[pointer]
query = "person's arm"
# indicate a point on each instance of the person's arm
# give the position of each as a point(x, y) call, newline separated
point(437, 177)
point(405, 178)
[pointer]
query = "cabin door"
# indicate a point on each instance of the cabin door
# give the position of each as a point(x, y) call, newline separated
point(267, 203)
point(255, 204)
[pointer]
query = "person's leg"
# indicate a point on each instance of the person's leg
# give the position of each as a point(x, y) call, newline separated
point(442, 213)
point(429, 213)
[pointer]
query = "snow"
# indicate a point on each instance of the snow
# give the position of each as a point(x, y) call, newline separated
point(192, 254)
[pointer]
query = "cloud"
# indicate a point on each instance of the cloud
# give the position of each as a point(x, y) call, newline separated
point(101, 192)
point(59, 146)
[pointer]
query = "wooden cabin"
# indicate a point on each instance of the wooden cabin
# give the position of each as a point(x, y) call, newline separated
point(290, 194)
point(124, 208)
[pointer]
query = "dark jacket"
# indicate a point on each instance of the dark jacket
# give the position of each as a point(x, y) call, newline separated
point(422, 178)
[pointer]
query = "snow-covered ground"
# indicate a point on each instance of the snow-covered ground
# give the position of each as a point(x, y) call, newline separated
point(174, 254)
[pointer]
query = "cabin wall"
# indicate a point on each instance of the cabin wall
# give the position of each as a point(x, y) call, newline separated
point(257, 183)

■ ■ ■ ■ ■ ■ ■

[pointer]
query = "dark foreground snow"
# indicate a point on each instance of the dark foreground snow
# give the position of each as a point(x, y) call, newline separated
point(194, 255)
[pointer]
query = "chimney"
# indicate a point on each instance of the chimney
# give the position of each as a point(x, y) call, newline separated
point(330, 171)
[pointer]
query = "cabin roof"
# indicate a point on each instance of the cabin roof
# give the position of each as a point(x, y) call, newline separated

■ ■ ■ ■ ■ ■ ■

Find each line in the records above that contains the word "foreground", and copy those lines out in full.

query = "dark foreground snow"
# indicate a point on each instance of the dark foreground snow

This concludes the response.